> [TASK TO COMPLETE]: Format the listing below as a Markdown table with the columns Row and Listing line. Start at the line that contains "form point(4, 13).", end at the line that contains "point(41, 97)", and leave out any blank lines.

> [Recorded data]:
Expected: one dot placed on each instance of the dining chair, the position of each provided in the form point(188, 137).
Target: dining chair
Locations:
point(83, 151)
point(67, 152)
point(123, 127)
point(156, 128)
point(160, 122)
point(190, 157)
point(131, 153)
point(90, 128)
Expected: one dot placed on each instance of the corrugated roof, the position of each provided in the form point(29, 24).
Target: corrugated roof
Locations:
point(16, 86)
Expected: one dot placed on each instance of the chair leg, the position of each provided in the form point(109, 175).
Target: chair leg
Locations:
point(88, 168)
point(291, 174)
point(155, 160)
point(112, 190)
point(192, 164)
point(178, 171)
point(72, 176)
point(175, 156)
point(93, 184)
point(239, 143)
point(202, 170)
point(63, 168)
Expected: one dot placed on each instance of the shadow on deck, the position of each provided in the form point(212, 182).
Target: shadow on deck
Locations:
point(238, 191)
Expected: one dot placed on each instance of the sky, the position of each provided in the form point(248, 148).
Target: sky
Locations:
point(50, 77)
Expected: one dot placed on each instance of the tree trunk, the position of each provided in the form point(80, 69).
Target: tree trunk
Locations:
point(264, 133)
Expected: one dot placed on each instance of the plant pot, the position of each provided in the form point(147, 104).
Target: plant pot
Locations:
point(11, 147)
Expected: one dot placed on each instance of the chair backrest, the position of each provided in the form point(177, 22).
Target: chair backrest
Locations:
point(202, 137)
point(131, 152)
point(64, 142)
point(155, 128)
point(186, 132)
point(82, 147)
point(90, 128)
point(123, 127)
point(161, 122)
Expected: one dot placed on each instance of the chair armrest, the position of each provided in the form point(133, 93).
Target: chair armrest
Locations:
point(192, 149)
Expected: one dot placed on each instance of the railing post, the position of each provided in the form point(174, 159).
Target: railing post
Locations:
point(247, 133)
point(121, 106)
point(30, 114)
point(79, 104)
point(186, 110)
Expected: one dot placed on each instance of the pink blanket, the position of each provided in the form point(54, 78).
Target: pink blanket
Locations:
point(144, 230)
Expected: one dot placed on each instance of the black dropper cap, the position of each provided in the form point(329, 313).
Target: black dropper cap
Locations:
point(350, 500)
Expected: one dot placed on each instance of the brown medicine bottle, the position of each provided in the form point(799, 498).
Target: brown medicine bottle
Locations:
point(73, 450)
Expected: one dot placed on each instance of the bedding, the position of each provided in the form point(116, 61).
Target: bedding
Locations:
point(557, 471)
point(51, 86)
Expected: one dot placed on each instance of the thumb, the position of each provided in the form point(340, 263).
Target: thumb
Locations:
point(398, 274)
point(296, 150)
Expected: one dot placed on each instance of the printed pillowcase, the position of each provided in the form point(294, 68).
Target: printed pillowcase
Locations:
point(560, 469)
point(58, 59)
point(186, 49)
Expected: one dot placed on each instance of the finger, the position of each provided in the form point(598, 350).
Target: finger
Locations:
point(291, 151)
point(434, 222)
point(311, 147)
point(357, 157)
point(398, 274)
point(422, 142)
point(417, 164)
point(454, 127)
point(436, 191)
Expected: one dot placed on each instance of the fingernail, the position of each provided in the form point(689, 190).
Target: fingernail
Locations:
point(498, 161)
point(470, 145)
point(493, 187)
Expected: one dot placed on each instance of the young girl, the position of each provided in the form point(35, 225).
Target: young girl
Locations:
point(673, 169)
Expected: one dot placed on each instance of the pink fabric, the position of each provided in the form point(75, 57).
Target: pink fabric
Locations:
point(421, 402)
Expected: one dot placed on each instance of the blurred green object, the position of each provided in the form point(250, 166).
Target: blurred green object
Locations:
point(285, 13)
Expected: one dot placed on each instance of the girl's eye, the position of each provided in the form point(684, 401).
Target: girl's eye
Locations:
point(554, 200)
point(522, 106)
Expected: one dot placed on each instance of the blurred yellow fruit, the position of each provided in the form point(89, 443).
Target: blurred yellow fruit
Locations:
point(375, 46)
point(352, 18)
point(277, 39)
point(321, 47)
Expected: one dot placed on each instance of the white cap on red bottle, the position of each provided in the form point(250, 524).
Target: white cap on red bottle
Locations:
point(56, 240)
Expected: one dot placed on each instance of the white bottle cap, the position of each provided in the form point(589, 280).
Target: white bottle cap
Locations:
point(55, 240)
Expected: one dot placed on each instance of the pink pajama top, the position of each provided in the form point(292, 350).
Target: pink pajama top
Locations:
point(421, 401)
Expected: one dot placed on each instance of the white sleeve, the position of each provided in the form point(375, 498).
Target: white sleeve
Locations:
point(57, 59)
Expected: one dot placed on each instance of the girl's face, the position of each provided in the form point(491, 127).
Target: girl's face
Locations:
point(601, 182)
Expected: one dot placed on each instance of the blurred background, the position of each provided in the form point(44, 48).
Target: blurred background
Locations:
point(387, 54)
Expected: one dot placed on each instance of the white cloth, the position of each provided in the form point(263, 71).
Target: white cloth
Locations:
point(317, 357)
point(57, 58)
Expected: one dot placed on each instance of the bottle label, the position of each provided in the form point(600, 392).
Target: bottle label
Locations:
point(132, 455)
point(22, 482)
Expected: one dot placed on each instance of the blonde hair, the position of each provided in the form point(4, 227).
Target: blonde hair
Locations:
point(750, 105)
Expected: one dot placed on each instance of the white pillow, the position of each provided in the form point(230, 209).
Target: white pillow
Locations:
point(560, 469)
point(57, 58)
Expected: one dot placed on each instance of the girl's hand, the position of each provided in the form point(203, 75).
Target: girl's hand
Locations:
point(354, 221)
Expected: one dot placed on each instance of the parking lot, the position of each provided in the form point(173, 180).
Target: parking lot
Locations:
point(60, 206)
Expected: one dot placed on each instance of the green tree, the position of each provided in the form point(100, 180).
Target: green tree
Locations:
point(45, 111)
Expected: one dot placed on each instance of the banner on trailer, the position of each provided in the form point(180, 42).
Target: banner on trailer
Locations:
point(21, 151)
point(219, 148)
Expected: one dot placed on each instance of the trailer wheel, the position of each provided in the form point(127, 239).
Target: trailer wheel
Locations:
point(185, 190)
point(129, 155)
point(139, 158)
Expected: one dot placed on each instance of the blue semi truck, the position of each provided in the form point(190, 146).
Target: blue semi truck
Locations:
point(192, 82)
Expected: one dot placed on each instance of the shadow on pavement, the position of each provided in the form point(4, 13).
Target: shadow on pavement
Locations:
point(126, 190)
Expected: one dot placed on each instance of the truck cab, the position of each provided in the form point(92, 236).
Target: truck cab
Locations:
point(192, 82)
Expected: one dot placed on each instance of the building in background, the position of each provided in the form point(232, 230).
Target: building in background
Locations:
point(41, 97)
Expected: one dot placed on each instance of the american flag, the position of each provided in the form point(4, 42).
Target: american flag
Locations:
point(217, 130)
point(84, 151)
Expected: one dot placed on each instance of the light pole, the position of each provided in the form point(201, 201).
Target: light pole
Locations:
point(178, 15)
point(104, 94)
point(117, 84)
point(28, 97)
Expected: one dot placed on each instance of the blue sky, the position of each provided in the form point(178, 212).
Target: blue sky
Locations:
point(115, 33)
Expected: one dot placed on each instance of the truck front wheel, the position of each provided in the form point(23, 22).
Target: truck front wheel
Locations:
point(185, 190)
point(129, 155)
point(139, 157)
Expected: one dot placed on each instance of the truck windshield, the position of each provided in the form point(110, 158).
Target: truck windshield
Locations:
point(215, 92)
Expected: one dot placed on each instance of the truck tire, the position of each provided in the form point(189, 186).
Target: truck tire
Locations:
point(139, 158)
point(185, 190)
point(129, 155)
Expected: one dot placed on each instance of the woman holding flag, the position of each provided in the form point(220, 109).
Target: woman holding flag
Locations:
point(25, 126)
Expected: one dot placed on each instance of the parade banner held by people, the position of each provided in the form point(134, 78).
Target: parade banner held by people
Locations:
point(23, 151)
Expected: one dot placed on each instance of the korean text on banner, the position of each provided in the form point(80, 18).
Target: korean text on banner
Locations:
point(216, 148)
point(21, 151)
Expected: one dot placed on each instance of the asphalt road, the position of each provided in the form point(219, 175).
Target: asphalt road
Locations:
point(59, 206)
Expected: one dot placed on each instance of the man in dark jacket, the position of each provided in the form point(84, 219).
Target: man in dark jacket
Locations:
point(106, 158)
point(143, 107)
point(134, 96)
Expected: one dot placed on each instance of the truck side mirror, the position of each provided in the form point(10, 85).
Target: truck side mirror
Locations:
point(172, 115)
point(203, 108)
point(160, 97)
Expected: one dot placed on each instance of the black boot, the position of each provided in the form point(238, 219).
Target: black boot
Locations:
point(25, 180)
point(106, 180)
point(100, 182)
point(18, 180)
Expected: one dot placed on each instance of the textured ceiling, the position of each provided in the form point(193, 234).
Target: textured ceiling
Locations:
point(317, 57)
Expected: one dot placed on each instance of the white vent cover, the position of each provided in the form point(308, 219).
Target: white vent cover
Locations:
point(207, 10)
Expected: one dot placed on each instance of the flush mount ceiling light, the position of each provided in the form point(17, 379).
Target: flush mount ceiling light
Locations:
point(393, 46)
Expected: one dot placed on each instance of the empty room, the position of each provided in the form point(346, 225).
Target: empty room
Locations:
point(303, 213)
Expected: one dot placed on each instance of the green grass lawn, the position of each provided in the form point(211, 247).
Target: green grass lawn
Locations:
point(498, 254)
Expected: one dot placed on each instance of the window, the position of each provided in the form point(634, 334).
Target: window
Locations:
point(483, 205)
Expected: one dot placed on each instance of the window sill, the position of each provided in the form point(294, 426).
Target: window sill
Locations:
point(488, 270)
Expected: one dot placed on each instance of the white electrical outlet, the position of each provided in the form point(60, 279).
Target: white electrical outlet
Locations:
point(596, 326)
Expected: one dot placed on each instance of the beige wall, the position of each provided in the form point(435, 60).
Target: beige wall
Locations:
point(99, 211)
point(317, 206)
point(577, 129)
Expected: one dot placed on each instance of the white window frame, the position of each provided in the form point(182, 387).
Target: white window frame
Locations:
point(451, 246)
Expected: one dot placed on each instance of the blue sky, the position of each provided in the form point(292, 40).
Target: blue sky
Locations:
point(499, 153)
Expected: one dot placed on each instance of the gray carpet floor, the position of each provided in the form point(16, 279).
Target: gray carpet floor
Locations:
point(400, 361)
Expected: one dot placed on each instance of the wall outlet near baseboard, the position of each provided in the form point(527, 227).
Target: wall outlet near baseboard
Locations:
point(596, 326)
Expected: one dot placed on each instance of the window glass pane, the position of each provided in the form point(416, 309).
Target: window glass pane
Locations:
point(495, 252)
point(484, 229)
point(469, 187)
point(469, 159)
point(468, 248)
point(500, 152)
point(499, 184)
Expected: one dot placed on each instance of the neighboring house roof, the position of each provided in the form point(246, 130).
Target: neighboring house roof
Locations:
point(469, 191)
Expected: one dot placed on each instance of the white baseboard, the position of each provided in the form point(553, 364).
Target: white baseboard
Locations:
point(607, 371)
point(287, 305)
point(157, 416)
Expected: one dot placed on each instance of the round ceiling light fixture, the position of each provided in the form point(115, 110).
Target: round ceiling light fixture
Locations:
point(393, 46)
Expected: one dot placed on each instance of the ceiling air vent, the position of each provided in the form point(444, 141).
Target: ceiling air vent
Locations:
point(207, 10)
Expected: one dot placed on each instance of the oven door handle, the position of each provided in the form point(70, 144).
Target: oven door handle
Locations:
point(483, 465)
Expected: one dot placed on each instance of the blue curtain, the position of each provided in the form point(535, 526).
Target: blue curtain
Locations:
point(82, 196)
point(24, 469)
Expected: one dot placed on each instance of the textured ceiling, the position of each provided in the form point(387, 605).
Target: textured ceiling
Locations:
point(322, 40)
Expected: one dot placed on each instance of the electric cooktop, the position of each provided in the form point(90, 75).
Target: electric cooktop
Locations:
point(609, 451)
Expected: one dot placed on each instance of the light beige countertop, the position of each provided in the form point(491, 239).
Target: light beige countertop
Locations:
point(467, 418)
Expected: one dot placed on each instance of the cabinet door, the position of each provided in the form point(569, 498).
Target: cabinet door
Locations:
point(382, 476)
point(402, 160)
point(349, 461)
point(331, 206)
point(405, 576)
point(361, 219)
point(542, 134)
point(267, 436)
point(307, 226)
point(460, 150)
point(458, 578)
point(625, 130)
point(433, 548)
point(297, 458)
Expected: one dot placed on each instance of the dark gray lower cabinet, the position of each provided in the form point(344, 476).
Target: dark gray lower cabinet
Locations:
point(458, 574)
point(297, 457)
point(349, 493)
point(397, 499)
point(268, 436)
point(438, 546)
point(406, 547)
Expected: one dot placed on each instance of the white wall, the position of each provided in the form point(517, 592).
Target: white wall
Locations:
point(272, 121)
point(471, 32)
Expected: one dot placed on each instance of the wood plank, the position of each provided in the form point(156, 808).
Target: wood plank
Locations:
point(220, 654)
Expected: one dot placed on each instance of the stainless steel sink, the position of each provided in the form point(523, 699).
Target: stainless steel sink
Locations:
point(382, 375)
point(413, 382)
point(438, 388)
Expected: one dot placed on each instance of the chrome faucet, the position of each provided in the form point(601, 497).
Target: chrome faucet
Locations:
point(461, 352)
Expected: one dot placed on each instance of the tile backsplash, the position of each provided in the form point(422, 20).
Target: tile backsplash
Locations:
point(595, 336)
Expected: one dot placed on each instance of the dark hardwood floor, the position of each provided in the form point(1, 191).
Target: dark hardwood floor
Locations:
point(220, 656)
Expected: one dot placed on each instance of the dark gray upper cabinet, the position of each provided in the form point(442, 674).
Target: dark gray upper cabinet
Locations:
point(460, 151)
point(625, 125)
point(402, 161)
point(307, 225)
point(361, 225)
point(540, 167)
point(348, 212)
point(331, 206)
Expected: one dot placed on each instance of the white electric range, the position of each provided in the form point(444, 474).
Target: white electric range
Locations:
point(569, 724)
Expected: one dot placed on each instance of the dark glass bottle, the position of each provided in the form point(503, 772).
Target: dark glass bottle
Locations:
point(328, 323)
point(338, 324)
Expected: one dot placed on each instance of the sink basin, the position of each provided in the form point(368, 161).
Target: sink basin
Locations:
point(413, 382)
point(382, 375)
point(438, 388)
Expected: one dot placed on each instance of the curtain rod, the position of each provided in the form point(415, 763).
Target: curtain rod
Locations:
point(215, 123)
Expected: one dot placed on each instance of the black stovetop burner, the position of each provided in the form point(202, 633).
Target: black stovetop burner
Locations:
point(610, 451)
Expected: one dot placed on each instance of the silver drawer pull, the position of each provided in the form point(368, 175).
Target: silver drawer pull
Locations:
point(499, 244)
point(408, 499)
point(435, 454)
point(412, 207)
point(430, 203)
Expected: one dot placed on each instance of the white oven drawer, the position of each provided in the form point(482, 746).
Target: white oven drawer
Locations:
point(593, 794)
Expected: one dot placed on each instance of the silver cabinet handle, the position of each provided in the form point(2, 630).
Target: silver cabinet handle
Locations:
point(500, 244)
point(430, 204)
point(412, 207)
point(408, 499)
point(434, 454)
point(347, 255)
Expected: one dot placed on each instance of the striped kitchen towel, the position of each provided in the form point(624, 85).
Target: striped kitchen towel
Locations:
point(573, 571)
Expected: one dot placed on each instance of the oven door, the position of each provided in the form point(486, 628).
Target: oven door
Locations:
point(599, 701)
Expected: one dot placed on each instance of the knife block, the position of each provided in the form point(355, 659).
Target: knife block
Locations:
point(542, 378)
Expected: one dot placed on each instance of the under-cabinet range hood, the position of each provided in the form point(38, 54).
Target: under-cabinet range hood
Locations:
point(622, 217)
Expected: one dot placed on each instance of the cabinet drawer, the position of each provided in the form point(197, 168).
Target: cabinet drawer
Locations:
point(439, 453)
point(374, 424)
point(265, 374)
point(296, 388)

> [SOLUTION TO THE PROBLEM]:
| Row | Listing line |
|---|---|
| 1 | Expected: one dot placed on each instance of the shadow on pavement, the position of each provided in the form point(4, 13). |
| 2 | Target: shadow on pavement |
| 3 | Locations: |
| 4 | point(126, 190) |
| 5 | Expected: one dot placed on each instance of the truck cab, the position of each provided in the form point(92, 236). |
| 6 | Target: truck cab |
| 7 | Locations: |
| 8 | point(192, 82) |
| 9 | Expected: one dot placed on each instance of the building in background, the position of each provided in the form point(232, 230). |
| 10 | Target: building in background |
| 11 | Locations: |
| 12 | point(41, 97) |